**Task instructions**
[1] Using the abstract on falls prevention among seniors in British Columbia, decide whether each statement agrees with it: (a) most falls among these seniors happen in the community setting; (b) the working group drew its members from a single Health Authority; (c) the recommendations came from a modified Delphi process and focus groups. Answer yes or no for each and quote the words that decide it.
[2] List every kind of literature that the narrative review covered, as named in the methods section of the abstract on falls prevention among seniors in British Columbia.

**Extracted text**
Background In British Columbia (BC), Canada, fall-related injuries are the leading cause of injury-related deaths among seniors (>65 years). On an average day, 40 seniors are hospitalized from fall-related injuries costing $1.3 million in direct healthcare. The majority of these falls occur in the community setting.

Objective Develop evidence-informed recommendations for prevention of fall-related injuries among seniors living in BC communities.

Methods An environmental scan was conducted to identify BC programs and initiatives for prevention of falls among seniors. Opportunities, gaps and barriers were identified to assist with direction and planning of falls prevention programming. Falls Prevention Recommendation Working Group, comprising members representing each Health Authority in BC, with extensive experience in the areas of public health, epidemiology, emergency medicine and falls prevention, was formed. The panel conducted a narrative review of literature, including meta-analyses, systematic reviews, randomized controlled trials, cohort studies, program evaluation and grey literature related to falls and injury prevention among community living older adults. Recommendations were developed through a modified Delphi process and focus groups to develop consensus.

Findings After review of the environmental scan, provincial polices, practice guidelines, training, education, and capacity across BC, as well as a preliminary feasibility assessment, we developed evidence-informed recommendations that included, promoting community awareness together with a comprehensive approach for multifactorial assessments and interventions for those seniors that are at high risk for falls.

Conclusion A multi-disciplinary and multi-agency approach is needed to address complex public health problems such as falls among seniors.

Policy implications For addressing a complex regional public health issue, a similar approach can be used that involves a coordinated and collaborative approach. Steps in such an approach include environmental scan, gap analysis, evidence review, and consensus generation.

(Stored data entries)
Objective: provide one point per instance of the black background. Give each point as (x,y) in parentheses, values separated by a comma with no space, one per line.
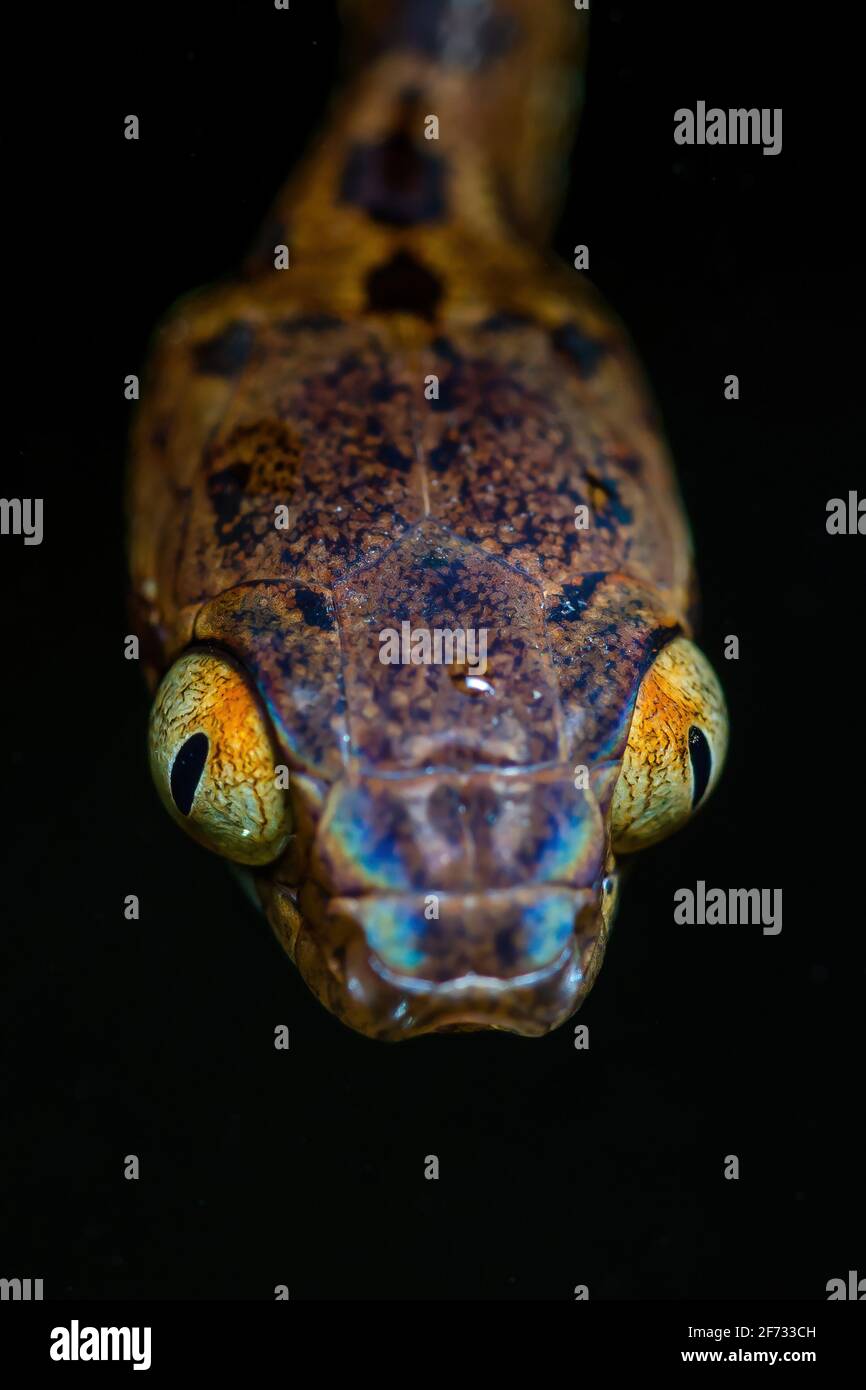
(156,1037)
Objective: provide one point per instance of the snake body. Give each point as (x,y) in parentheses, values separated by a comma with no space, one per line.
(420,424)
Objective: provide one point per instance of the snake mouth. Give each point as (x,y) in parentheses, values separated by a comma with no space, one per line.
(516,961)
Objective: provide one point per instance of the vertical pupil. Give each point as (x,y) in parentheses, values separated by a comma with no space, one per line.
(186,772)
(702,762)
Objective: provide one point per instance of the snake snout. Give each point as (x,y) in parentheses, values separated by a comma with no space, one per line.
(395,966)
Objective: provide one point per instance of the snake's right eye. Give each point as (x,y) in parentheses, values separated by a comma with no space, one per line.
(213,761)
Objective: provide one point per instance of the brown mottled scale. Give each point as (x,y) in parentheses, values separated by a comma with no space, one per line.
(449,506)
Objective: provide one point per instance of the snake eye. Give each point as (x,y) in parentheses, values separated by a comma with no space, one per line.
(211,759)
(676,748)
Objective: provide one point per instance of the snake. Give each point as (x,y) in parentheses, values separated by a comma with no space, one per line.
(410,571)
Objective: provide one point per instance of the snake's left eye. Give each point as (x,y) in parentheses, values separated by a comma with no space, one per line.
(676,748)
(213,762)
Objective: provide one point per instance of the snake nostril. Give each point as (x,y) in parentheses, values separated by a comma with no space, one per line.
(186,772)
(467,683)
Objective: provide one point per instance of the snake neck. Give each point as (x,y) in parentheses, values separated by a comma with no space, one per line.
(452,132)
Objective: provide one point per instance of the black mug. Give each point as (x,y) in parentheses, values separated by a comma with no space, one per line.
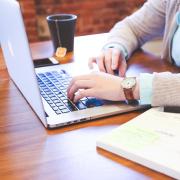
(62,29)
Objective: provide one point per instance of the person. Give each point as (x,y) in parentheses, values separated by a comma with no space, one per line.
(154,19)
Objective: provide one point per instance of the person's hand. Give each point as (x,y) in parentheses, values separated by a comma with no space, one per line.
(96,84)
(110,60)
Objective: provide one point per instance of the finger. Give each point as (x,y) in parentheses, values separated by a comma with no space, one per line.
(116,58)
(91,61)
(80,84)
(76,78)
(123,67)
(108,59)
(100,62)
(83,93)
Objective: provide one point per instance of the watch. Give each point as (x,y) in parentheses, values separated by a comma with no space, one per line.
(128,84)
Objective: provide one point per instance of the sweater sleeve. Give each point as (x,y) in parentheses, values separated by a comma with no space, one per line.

**Solutions by task**
[1]
(a) Yes: "The majority of these falls occur in the community setting."
(b) No: "comprising members representing each Health Authority in BC"
(c) Yes: "Recommendations were developed through a modified Delphi process and focus groups to develop consensus."

[2]
- meta-analyses
- systematic reviews
- randomized controlled trials
- cohort studies
- program evaluation
- grey literature